───── Source excerpt

STEVE INSKEEP, HOST:

Next, we have a breathtaking statistic. About one-third of the food sold in grocery stores and restaurants never gets eaten. From bruised fruits and vegetables to shoppers not understanding the best-before date is not a command to throw out, there's a mountain of food just slipping through our fingers and into the trash. As part of our series exploring food waste, we look at how food retailers are trying to reduce that waste and why you, the consumer, are responsible for much of it. Kristofer Husted, of member station KBIA in Missouri, reports.

(SOUNDBITE OF PRICE SCANNER BEEPING)

KRISTOFOR HUSTED, BYLINE: Shirley Phelps is perusing the banana stand at the Hy-Vee grocery store in Independence, Missouri. She's looking for the perfect bunch for her cereal.

SHIRLEY PHELPS: I don't want them too ripe. I want them to ripen a little bit. So I'm going to pick out this bunch.

HUSTED: She grabs a bunch of medium-sized bananas still tinged with green, not the neighboring bunch that's already turning color.

PHELPS: They're too ripe. They have brown spots all over them, and they would be banana bread before I would have a chance to try to do anything with them.

HUSTED: That's a problem for Paul Hoppman.

PAUL HOPPMAN: Perfectly good banana, but won't sell 'cause it just doesn't look good.

HUSTED: Hoppman manages this grocery store and says presentation is everything in this business. That means culling the aisles for brown fruit, putting the prettiest produce up front and filling the stands to the brim with bounty year-round.

HOPPMAN: That's a fine line you're walking, having that best fruit out there that is going to taste good to the customer but not breaking down yet. So we're always rotating...

HUSTED: But it's consumers who are largely responsible for wasting food. Shoppers demand stocked shelves, generally buy too much and treat food as a renewable resource. Ten percent of the available food supply in the U.S. is wasted every year in stores. And more than a fifth of the food consumers bring home ends up in the garbage.

KATY BUNDER: To me, the biggest amount of wasted food is prepared food.

──────────
───── Data listing

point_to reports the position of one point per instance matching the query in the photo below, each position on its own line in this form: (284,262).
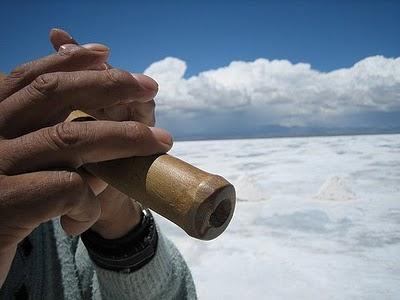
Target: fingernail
(146,81)
(96,47)
(162,135)
(96,184)
(68,47)
(58,30)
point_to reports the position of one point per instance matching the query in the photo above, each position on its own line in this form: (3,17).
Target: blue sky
(207,35)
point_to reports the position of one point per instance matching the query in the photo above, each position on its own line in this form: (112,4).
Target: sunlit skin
(40,154)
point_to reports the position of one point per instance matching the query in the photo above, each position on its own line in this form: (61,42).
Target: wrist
(121,222)
(128,253)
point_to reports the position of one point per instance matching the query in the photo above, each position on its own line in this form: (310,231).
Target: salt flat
(316,218)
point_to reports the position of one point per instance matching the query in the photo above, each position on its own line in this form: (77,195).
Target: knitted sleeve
(166,276)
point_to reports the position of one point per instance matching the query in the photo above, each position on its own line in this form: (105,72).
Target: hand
(119,213)
(39,153)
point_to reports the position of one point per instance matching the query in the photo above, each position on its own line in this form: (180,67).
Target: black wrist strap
(128,253)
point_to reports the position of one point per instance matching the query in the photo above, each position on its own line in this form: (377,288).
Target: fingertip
(96,47)
(60,37)
(146,82)
(163,136)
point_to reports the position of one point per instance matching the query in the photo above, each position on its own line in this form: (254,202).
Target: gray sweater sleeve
(166,276)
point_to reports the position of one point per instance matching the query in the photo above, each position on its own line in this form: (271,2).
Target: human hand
(40,154)
(119,212)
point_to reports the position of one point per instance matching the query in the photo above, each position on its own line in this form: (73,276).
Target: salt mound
(334,189)
(247,189)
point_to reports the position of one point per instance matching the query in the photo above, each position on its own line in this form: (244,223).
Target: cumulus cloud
(274,92)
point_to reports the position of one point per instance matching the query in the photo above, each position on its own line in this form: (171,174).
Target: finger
(69,58)
(73,144)
(51,97)
(96,184)
(34,198)
(59,37)
(143,113)
(140,112)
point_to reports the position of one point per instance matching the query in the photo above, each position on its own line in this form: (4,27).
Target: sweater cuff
(128,253)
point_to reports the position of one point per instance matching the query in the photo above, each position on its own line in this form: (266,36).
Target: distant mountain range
(272,131)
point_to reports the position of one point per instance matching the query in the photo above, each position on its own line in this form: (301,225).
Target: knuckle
(135,132)
(75,186)
(20,72)
(63,135)
(45,84)
(116,76)
(71,51)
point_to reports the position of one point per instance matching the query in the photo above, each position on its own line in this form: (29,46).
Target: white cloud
(277,92)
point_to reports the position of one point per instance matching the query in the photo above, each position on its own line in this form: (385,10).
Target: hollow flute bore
(200,203)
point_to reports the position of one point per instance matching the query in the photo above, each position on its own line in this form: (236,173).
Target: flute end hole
(221,213)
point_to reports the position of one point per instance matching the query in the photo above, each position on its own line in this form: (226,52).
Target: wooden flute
(200,203)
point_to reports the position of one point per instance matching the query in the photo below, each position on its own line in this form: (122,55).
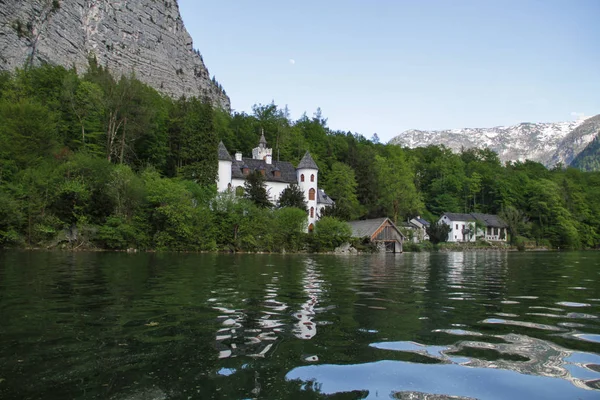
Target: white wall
(275,189)
(456,235)
(224,175)
(305,187)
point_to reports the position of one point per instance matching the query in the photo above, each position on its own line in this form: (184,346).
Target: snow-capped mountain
(547,143)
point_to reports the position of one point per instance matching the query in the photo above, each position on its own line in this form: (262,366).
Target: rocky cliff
(144,37)
(547,143)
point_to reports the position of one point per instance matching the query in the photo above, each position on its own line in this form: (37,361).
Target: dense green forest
(93,161)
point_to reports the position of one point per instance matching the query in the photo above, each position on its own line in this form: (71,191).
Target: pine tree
(292,196)
(256,189)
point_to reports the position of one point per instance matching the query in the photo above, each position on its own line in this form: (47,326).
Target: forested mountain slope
(93,161)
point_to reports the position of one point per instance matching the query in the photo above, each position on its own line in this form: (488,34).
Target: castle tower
(307,175)
(262,152)
(224,173)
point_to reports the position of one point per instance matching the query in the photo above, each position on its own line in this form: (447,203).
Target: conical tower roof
(223,153)
(262,140)
(307,162)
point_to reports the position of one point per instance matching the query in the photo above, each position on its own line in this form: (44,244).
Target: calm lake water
(485,325)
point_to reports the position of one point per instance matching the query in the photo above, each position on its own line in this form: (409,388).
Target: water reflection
(306,328)
(410,326)
(241,334)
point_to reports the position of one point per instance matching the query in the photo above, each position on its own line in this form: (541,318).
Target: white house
(470,227)
(279,175)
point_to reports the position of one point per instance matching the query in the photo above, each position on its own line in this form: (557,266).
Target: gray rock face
(547,143)
(143,37)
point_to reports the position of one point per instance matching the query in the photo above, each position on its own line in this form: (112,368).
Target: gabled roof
(459,217)
(288,172)
(368,227)
(486,219)
(422,221)
(223,153)
(490,220)
(307,162)
(322,198)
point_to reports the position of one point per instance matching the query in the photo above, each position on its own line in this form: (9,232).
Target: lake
(484,325)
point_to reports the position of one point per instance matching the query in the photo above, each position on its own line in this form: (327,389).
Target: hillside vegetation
(93,161)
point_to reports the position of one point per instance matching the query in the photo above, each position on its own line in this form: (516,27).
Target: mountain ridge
(549,143)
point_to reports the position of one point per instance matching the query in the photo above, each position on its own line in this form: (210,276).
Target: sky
(386,66)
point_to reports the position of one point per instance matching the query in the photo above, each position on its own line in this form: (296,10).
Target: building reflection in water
(242,334)
(312,283)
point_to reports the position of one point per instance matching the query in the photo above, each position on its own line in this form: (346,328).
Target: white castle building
(279,175)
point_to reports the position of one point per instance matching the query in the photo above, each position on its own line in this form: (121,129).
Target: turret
(307,175)
(224,172)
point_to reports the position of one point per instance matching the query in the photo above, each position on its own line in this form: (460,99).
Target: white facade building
(470,227)
(279,175)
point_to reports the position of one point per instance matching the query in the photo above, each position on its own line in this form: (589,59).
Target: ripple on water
(588,337)
(572,304)
(458,332)
(411,347)
(436,380)
(521,323)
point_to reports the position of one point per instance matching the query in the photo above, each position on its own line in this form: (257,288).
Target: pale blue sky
(388,66)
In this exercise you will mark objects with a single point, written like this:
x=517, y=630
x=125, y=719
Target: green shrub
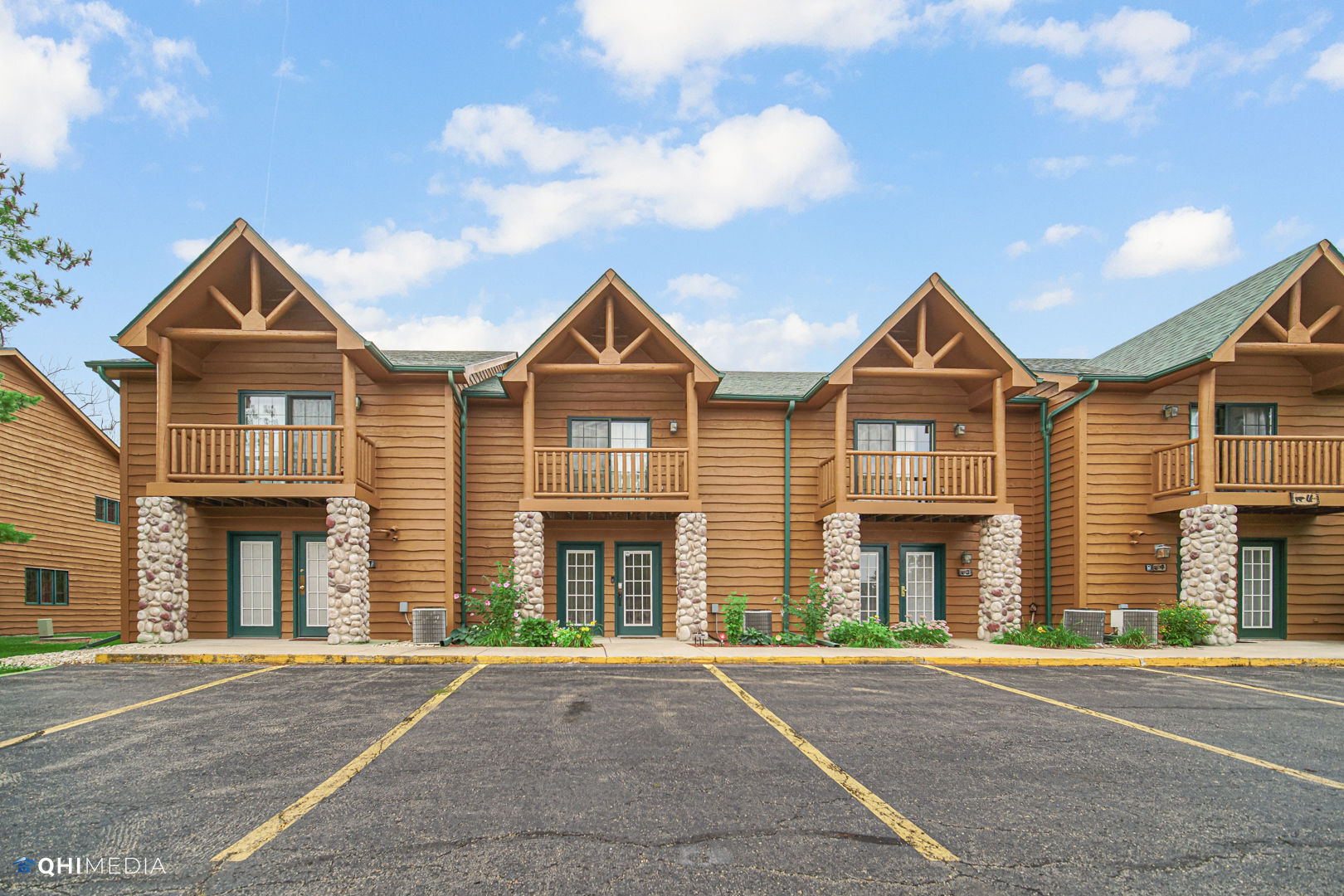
x=1183, y=626
x=812, y=611
x=733, y=622
x=1132, y=638
x=537, y=633
x=1043, y=637
x=923, y=631
x=863, y=635
x=574, y=637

──────────

Exercises.
• 1. Where is the Hy-Vee grocery store where the food waste transcript's banana shopper picks out her bunch?
• 2. Please switch "turret" to "tower" in the records from the line with "this form: (296,10)." through the end of the records, and give back only those lines without the pictures.

Response list.
• 1. Independence, Missouri.

• 2.
point_to reports the position of one point per instance matching the query in the photo above, each position on its own line in this form: (296,10).
Target: building reflection in water
(242,334)
(312,283)
point_to reports the position of one point per instance matching the query in the photo above, each position on its own line in this form: (346,328).
Target: white castle building
(279,175)
point_to reports the position of one point per instance matching the query in the photo above, each position on its own line in this form: (121,129).
Target: tower
(307,175)
(224,172)
point_to reports the position of one point per instance matching the query in the photo above, each position on its own line in this form: (460,99).
Target: white facade building
(470,227)
(279,175)
point_to reports the position of one point per instance matching the query in the photo above, each position on its own line in this form: (589,59).
Target: ripple on water
(588,337)
(572,304)
(458,332)
(411,347)
(436,380)
(521,323)
point_to reports the position of one point per instance matching the query in the photo above, each position on its own line in this form: (257,288).
Target: pale blue sky
(388,66)
In this exercise you will mark objects with a single point, written like this:
x=517, y=630
x=125, y=719
Target: green shrub
x=1183, y=626
x=812, y=611
x=733, y=622
x=1132, y=638
x=537, y=633
x=1043, y=637
x=923, y=631
x=863, y=635
x=574, y=637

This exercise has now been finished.